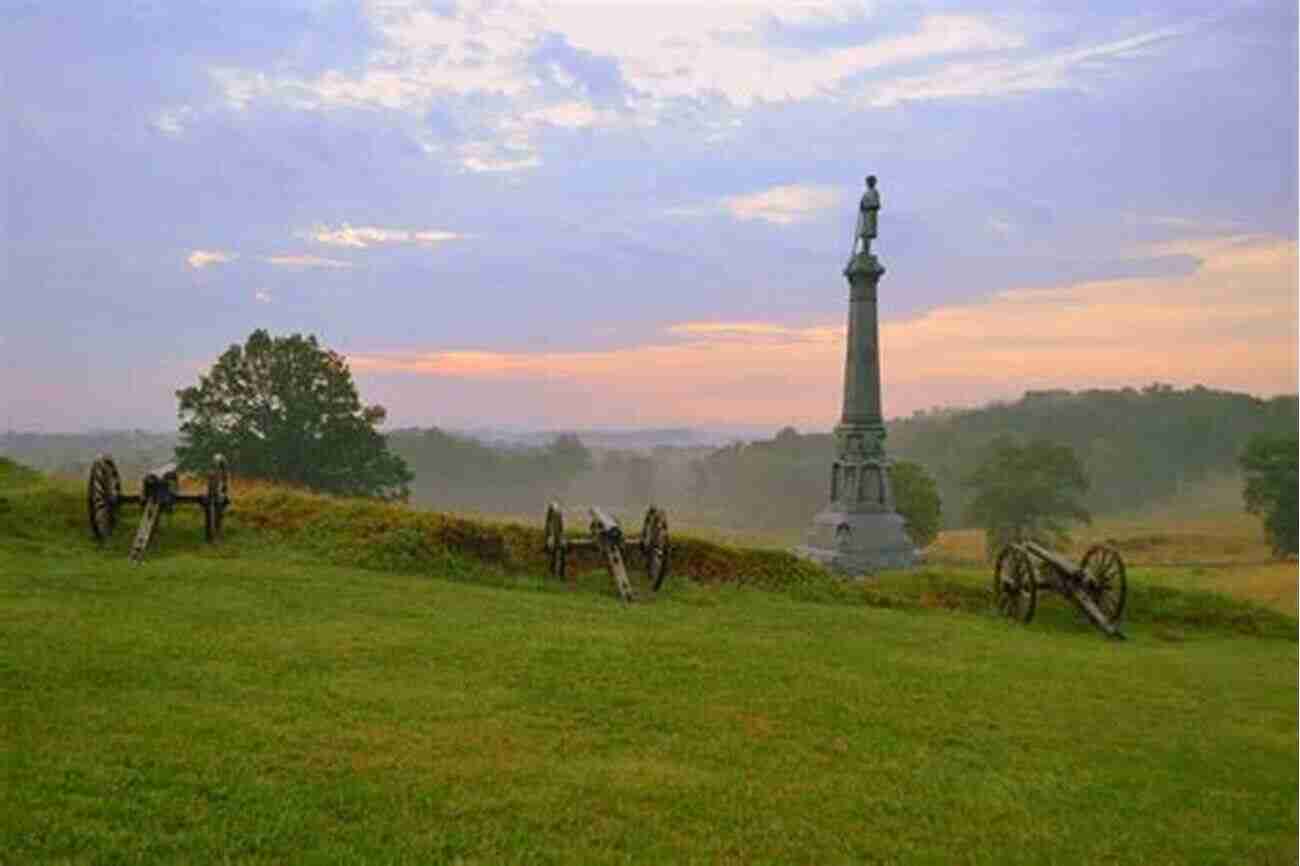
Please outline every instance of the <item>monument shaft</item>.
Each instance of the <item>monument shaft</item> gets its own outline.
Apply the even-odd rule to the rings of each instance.
[[[872,280],[850,282],[848,351],[844,359],[843,424],[884,426],[880,414],[880,326],[876,315],[876,285]],[[850,278],[851,279],[851,278]]]

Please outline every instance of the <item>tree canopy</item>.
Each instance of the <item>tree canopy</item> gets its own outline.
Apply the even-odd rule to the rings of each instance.
[[[1064,545],[1073,521],[1092,520],[1082,501],[1088,478],[1068,445],[999,437],[966,484],[974,492],[966,516],[984,527],[990,556],[1016,541]]]
[[[234,472],[350,496],[401,497],[412,475],[375,429],[346,360],[314,336],[254,331],[232,345],[180,400],[179,467],[206,471],[224,454]]]
[[[1264,534],[1278,556],[1296,553],[1296,464],[1300,437],[1251,437],[1240,464],[1246,479],[1246,510],[1264,518]]]
[[[889,467],[889,480],[894,488],[894,506],[903,516],[908,537],[917,547],[926,547],[939,534],[943,517],[939,485],[924,466],[907,460],[894,461]]]
[[[1133,511],[1177,497],[1214,475],[1235,474],[1255,433],[1294,433],[1295,395],[1168,385],[1091,391],[1031,391],[1011,403],[917,413],[889,422],[889,454],[923,464],[939,484],[947,519],[960,521],[965,480],[999,436],[1069,445],[1088,477],[1082,498],[1094,514]]]

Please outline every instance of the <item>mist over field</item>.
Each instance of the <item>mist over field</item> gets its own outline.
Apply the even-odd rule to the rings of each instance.
[[[943,526],[954,529],[968,525],[964,482],[998,436],[1073,448],[1090,482],[1085,501],[1097,515],[1197,499],[1204,509],[1235,511],[1247,441],[1286,435],[1298,424],[1295,396],[1151,385],[1033,392],[982,409],[921,412],[891,421],[886,442],[895,459],[934,477]],[[531,521],[555,500],[611,508],[635,524],[658,504],[689,525],[790,542],[825,504],[833,458],[830,434],[793,427],[726,444],[720,434],[688,429],[485,436],[408,428],[386,435],[414,473],[413,507]],[[96,454],[111,453],[134,478],[170,461],[176,444],[175,435],[144,431],[10,432],[0,435],[0,456],[83,477]]]

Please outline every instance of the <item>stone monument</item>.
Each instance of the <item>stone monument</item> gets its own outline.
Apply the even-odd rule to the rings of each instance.
[[[835,428],[830,504],[813,518],[806,543],[795,552],[835,571],[862,574],[906,568],[918,559],[894,510],[880,412],[880,343],[876,288],[885,267],[871,252],[880,193],[874,175],[858,206],[844,276],[849,281],[848,350],[844,360],[844,412]]]

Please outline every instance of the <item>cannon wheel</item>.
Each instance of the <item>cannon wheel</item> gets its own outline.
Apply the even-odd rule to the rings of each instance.
[[[1119,625],[1128,600],[1128,575],[1119,551],[1105,544],[1088,548],[1083,555],[1083,589],[1112,626]]]
[[[90,515],[90,531],[96,541],[105,541],[117,527],[117,509],[122,498],[122,477],[117,464],[108,455],[100,455],[90,466],[90,481],[86,485],[86,510]]]
[[[560,506],[552,502],[546,506],[546,566],[551,577],[564,577],[565,559],[568,551],[564,544],[564,515]]]
[[[645,557],[650,586],[655,592],[659,591],[659,587],[664,585],[664,579],[668,577],[670,550],[668,515],[663,509],[651,505],[646,509],[645,520],[641,523],[641,553]]]
[[[993,601],[1012,619],[1029,622],[1038,607],[1038,575],[1029,554],[1012,545],[998,554],[993,571]]]
[[[230,471],[226,468],[226,458],[218,454],[212,462],[208,496],[203,504],[203,531],[210,542],[221,538],[221,524],[230,504]]]

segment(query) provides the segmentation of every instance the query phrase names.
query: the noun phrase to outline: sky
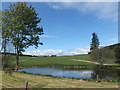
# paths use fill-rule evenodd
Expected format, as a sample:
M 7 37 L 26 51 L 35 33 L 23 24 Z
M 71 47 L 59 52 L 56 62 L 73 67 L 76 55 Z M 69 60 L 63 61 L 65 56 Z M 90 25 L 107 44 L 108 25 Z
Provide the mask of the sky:
M 28 2 L 44 29 L 43 45 L 29 47 L 30 55 L 77 55 L 89 52 L 92 33 L 99 38 L 100 46 L 118 42 L 118 3 L 116 2 Z M 2 10 L 9 3 L 2 3 Z

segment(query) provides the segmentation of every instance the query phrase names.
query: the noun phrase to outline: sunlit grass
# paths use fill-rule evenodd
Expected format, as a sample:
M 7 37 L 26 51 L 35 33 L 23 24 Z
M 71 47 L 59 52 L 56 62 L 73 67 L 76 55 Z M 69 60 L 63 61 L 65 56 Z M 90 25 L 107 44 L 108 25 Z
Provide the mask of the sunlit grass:
M 32 75 L 14 72 L 13 76 L 3 76 L 4 88 L 117 88 L 117 82 L 89 82 L 69 78 L 54 78 L 50 76 Z
M 31 67 L 31 66 L 87 66 L 93 67 L 96 66 L 94 63 L 83 62 L 83 61 L 75 61 L 77 60 L 87 60 L 91 61 L 90 56 L 88 54 L 83 55 L 73 55 L 73 56 L 57 56 L 57 57 L 28 57 L 28 56 L 20 56 L 19 58 L 19 66 L 20 67 Z M 14 55 L 11 56 L 11 60 L 9 62 L 8 67 L 14 68 L 16 65 L 16 57 Z M 115 66 L 117 66 L 116 64 Z
M 95 66 L 88 62 L 78 62 L 72 59 L 81 59 L 81 56 L 57 57 L 20 57 L 20 66 Z M 85 56 L 82 56 L 84 59 Z

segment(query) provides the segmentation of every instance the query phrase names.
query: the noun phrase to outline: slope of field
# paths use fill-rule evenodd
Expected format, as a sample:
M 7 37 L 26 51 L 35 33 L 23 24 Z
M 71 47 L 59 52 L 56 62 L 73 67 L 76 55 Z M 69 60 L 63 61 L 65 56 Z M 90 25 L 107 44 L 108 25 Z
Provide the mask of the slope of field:
M 80 58 L 81 57 L 81 58 Z M 88 55 L 57 57 L 20 57 L 20 66 L 95 66 L 93 63 L 78 62 L 72 59 L 89 59 Z
M 8 67 L 15 67 L 15 55 L 6 55 L 8 58 Z M 90 60 L 88 54 L 73 56 L 57 56 L 57 57 L 30 57 L 20 56 L 19 65 L 22 67 L 29 66 L 95 66 L 95 64 L 87 62 L 77 62 L 72 59 Z
M 86 61 L 86 62 L 85 62 Z M 19 65 L 20 67 L 31 67 L 31 66 L 87 66 L 93 67 L 96 66 L 95 60 L 91 60 L 88 54 L 83 55 L 73 55 L 73 56 L 57 56 L 57 57 L 29 57 L 29 56 L 20 56 Z M 16 65 L 15 56 L 11 56 L 11 61 L 9 62 L 9 67 L 14 68 Z M 114 64 L 116 63 L 105 63 L 105 64 Z
M 105 59 L 104 61 L 106 63 L 109 63 L 109 64 L 115 63 L 115 61 L 116 61 L 115 49 L 117 49 L 118 47 L 120 47 L 120 43 L 101 48 L 101 50 L 103 51 L 102 52 L 103 58 Z

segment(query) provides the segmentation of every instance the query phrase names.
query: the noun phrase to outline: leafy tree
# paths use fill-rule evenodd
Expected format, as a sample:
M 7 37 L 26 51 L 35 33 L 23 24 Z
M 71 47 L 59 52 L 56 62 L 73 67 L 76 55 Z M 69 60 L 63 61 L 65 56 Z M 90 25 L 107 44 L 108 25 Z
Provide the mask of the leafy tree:
M 92 34 L 92 42 L 90 44 L 90 51 L 97 49 L 99 47 L 99 39 L 96 33 Z
M 0 47 L 2 47 L 2 11 L 0 10 Z M 1 54 L 1 51 L 0 51 Z M 2 55 L 1 55 L 2 56 Z M 3 65 L 2 65 L 2 57 L 0 56 L 0 70 L 2 70 Z
M 120 44 L 119 44 L 120 45 Z M 115 48 L 115 57 L 116 57 L 116 62 L 120 63 L 120 46 L 117 46 Z
M 97 49 L 94 49 L 90 54 L 91 59 L 97 61 L 100 64 L 100 66 L 103 66 L 103 63 L 105 62 L 103 57 L 104 55 L 103 51 L 104 51 L 103 49 L 97 48 Z
M 19 54 L 29 46 L 38 47 L 43 28 L 38 26 L 41 18 L 38 17 L 32 5 L 25 2 L 10 4 L 9 9 L 3 11 L 2 16 L 3 39 L 10 41 L 16 50 L 16 66 L 18 66 Z

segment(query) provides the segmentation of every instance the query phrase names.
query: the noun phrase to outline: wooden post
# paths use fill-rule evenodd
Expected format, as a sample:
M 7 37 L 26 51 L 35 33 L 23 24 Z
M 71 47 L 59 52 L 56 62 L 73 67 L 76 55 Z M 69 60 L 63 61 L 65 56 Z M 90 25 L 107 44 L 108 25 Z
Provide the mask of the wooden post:
M 25 88 L 27 90 L 27 88 L 28 88 L 28 81 L 25 81 Z

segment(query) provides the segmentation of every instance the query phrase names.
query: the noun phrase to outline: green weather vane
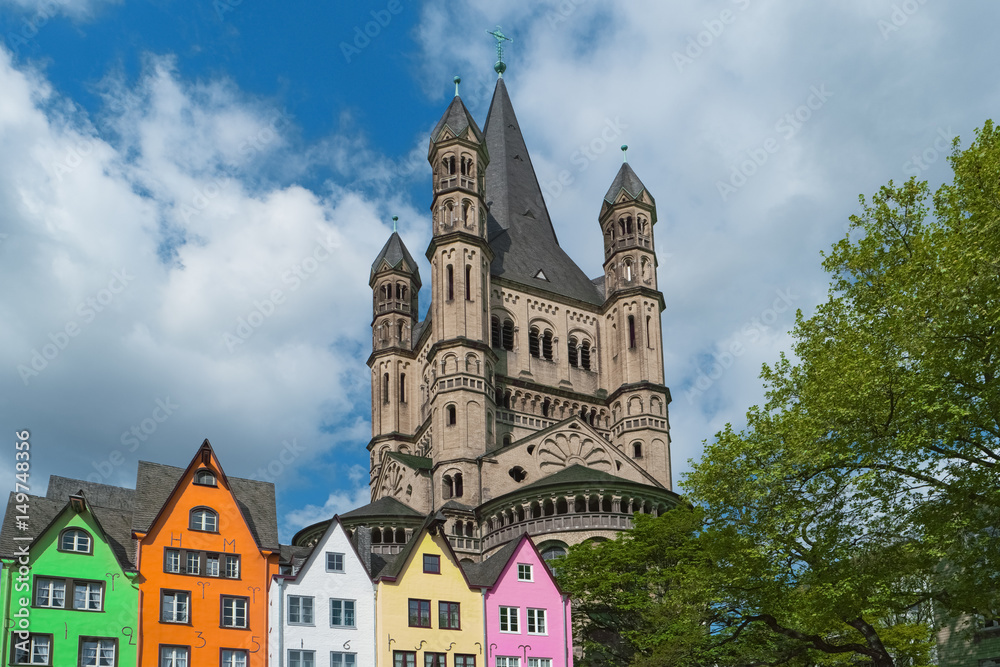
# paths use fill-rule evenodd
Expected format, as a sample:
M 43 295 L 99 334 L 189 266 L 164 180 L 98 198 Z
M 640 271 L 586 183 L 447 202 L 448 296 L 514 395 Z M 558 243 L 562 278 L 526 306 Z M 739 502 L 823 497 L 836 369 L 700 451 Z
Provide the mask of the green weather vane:
M 503 31 L 500 30 L 500 26 L 497 26 L 497 29 L 492 32 L 487 30 L 486 34 L 493 35 L 493 38 L 497 40 L 497 64 L 493 66 L 493 69 L 502 79 L 503 73 L 507 71 L 507 63 L 503 61 L 503 43 L 513 42 L 514 40 L 503 34 Z

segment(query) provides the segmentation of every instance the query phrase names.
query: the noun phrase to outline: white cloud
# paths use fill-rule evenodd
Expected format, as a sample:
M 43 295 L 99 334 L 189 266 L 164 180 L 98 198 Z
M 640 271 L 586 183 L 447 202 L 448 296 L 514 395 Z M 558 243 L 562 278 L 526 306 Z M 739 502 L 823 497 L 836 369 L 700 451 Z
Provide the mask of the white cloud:
M 367 474 L 364 476 L 367 478 Z M 352 479 L 352 481 L 357 482 L 356 479 Z M 366 480 L 363 486 L 354 486 L 346 491 L 331 493 L 322 505 L 306 505 L 301 509 L 289 512 L 285 515 L 285 522 L 288 529 L 294 533 L 294 531 L 301 530 L 306 526 L 329 519 L 335 514 L 344 514 L 362 505 L 367 505 L 369 502 L 371 502 L 371 492 Z
M 14 7 L 25 14 L 24 27 L 30 39 L 33 29 L 40 29 L 49 19 L 60 14 L 75 21 L 93 17 L 101 5 L 118 4 L 121 0 L 0 0 L 0 6 Z

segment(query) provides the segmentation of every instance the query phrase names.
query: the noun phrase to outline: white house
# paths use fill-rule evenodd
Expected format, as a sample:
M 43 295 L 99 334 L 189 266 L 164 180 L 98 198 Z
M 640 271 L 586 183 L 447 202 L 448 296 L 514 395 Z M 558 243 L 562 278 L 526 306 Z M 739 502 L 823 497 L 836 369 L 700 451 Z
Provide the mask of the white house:
M 335 516 L 298 571 L 271 581 L 268 665 L 374 665 L 375 589 L 368 567 Z

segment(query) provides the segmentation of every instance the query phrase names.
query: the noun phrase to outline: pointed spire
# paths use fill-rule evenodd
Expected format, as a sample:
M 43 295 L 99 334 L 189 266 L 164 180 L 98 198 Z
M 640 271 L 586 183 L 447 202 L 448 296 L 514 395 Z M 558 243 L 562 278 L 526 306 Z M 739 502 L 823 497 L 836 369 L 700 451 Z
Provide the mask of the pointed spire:
M 493 38 L 497 40 L 497 63 L 493 66 L 493 71 L 497 73 L 497 77 L 502 79 L 503 73 L 507 71 L 507 63 L 503 61 L 503 43 L 513 42 L 514 40 L 503 34 L 500 26 L 497 26 L 496 30 L 486 31 L 487 35 L 493 35 Z
M 476 124 L 476 119 L 472 117 L 469 110 L 465 108 L 465 104 L 462 102 L 462 98 L 458 96 L 458 84 L 461 82 L 459 77 L 455 77 L 455 97 L 451 98 L 451 104 L 445 109 L 444 115 L 441 116 L 441 120 L 437 122 L 434 129 L 431 130 L 431 143 L 437 143 L 441 138 L 441 133 L 444 128 L 451 130 L 452 134 L 456 137 L 462 136 L 466 129 L 471 129 L 473 136 L 478 140 L 483 140 L 483 133 L 479 129 L 479 125 Z
M 462 77 L 456 76 L 454 78 L 454 81 L 455 81 L 455 97 L 458 97 L 458 84 L 462 83 Z
M 622 144 L 622 162 L 628 162 L 628 144 Z
M 590 279 L 559 247 L 502 78 L 497 80 L 483 132 L 490 155 L 486 203 L 494 253 L 492 274 L 587 303 L 602 303 Z M 539 277 L 539 271 L 544 277 Z
M 396 217 L 393 217 L 393 227 L 395 227 Z M 386 267 L 388 266 L 388 269 Z M 389 240 L 385 242 L 382 246 L 382 250 L 379 252 L 378 257 L 372 262 L 371 277 L 369 278 L 369 283 L 375 279 L 375 274 L 383 270 L 393 270 L 402 271 L 403 273 L 408 273 L 412 276 L 413 282 L 420 287 L 420 271 L 417 268 L 417 263 L 413 260 L 413 255 L 410 251 L 406 249 L 406 244 L 403 243 L 403 239 L 399 236 L 399 232 L 395 229 L 392 231 L 392 235 Z
M 627 146 L 622 146 L 622 152 Z M 646 191 L 646 186 L 642 184 L 639 177 L 636 176 L 635 172 L 632 171 L 632 166 L 628 161 L 622 162 L 621 168 L 618 170 L 618 174 L 615 176 L 615 180 L 611 182 L 611 187 L 608 188 L 608 193 L 604 195 L 604 201 L 609 204 L 614 204 L 618 201 L 619 196 L 624 192 L 629 200 L 639 199 L 639 196 Z M 646 192 L 646 195 L 652 200 L 653 195 Z M 654 204 L 655 205 L 655 204 Z

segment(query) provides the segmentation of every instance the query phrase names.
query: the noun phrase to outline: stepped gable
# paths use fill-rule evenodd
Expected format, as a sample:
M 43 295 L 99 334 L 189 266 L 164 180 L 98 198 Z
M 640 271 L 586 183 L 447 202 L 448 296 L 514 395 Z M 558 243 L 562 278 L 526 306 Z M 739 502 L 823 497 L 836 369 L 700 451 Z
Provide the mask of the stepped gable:
M 375 274 L 382 269 L 383 263 L 388 264 L 390 269 L 412 275 L 413 282 L 418 287 L 420 286 L 420 271 L 417 269 L 417 263 L 410 251 L 406 249 L 406 244 L 403 243 L 399 232 L 393 232 L 389 236 L 389 240 L 385 242 L 375 261 L 372 262 L 371 279 L 374 279 Z
M 490 155 L 486 203 L 494 253 L 490 273 L 593 305 L 604 303 L 590 278 L 559 246 L 503 79 L 497 81 L 485 133 Z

■ TRY IT
When a line of the data holds the string "stone", pick it out and copy it.

■ FINISHED TASK
Please outline every instance of the <item>stone monument</item>.
Each instance of the <item>stone monument</item> gets its own outline.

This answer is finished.